Prompt: For the entries below, count the lines containing "foliage" and give only that number.

Records to use:
=======

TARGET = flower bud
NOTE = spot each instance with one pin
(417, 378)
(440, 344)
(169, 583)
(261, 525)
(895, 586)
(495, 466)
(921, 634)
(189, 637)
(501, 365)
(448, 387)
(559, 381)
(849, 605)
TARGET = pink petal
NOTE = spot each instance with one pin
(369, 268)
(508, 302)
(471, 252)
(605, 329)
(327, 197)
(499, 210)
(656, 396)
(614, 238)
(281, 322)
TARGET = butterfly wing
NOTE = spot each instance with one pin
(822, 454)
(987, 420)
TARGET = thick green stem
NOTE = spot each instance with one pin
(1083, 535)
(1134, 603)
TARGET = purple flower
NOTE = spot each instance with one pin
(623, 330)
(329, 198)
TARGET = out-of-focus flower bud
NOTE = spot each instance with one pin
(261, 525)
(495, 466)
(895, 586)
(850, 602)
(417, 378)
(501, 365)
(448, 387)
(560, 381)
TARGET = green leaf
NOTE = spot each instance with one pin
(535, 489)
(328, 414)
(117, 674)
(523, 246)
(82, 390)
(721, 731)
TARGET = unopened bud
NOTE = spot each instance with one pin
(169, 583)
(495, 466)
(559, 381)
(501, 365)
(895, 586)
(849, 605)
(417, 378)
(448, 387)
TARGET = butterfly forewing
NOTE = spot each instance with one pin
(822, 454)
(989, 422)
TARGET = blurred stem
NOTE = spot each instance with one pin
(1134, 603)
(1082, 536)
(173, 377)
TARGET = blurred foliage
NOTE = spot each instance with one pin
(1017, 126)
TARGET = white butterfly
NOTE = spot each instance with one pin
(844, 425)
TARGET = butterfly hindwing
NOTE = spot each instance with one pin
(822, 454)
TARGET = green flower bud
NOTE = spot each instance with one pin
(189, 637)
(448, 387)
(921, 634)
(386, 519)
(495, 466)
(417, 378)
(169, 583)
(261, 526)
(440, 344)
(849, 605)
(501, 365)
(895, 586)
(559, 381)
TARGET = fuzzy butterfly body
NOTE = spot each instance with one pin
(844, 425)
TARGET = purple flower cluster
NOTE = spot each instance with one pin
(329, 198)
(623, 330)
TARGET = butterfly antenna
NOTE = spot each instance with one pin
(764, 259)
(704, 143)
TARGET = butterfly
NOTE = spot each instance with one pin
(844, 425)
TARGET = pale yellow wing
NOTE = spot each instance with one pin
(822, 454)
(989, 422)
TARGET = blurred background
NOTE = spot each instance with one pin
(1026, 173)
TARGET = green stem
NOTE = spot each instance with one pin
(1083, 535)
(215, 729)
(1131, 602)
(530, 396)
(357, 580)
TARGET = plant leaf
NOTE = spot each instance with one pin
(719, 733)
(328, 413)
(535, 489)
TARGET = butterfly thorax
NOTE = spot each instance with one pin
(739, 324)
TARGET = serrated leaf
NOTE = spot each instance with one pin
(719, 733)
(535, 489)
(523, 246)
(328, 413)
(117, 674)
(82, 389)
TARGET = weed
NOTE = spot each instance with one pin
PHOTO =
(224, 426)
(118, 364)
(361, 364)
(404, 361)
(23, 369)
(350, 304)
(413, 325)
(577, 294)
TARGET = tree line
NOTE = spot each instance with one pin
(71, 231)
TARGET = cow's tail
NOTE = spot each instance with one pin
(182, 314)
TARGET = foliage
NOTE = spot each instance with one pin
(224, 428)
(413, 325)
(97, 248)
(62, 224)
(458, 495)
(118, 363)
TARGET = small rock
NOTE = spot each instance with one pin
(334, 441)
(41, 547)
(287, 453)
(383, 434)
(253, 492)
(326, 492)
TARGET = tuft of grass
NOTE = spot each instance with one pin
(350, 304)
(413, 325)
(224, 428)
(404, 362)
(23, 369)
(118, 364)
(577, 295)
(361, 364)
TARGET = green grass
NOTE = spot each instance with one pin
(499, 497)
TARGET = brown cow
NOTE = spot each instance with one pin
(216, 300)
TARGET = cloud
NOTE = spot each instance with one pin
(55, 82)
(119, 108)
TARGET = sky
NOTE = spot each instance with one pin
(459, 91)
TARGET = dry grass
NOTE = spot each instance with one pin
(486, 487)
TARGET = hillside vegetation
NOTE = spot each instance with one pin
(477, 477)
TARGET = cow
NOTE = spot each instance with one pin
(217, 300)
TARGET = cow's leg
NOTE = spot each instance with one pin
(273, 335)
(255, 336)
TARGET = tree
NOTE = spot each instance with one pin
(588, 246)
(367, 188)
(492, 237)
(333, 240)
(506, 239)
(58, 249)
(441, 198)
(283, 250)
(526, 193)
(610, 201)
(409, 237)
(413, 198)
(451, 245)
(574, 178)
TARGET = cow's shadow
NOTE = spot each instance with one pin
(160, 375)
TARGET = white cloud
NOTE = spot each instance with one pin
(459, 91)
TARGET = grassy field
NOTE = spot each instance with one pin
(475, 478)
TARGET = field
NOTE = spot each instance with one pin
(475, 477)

=======

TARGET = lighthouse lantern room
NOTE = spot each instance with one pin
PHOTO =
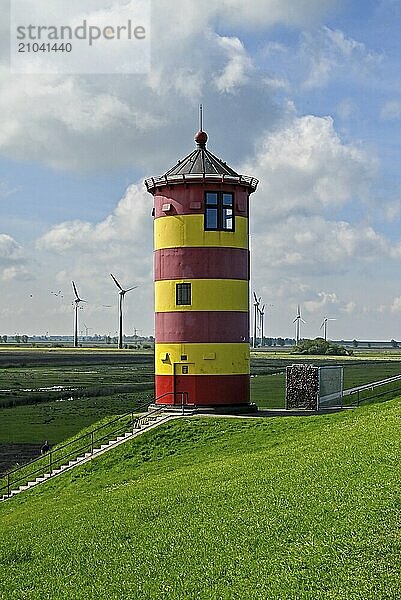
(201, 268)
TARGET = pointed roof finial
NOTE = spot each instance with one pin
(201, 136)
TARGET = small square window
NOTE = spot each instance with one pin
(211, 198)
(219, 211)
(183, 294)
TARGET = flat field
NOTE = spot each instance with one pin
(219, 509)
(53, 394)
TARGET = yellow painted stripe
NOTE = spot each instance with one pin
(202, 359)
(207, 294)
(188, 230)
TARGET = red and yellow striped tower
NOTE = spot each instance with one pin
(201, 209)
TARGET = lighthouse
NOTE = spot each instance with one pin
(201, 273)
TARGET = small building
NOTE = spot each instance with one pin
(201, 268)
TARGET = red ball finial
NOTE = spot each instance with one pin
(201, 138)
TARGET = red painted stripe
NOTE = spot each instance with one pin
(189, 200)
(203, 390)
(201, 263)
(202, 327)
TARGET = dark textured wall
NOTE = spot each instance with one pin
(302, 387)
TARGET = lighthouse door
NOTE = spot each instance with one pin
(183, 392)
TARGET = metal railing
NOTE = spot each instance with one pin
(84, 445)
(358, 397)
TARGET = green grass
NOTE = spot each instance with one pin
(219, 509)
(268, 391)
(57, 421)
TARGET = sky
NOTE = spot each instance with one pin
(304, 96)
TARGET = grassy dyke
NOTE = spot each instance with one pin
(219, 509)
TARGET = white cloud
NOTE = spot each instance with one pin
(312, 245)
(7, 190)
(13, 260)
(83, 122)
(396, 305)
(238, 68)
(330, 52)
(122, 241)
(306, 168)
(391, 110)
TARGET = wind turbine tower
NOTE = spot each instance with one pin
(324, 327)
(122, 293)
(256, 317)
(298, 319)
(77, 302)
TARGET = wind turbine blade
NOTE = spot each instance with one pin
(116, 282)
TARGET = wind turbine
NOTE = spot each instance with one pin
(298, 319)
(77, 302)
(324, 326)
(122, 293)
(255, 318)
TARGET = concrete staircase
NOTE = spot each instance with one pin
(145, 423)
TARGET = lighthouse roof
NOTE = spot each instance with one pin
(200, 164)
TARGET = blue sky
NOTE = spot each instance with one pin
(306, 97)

=======

The completed task: 2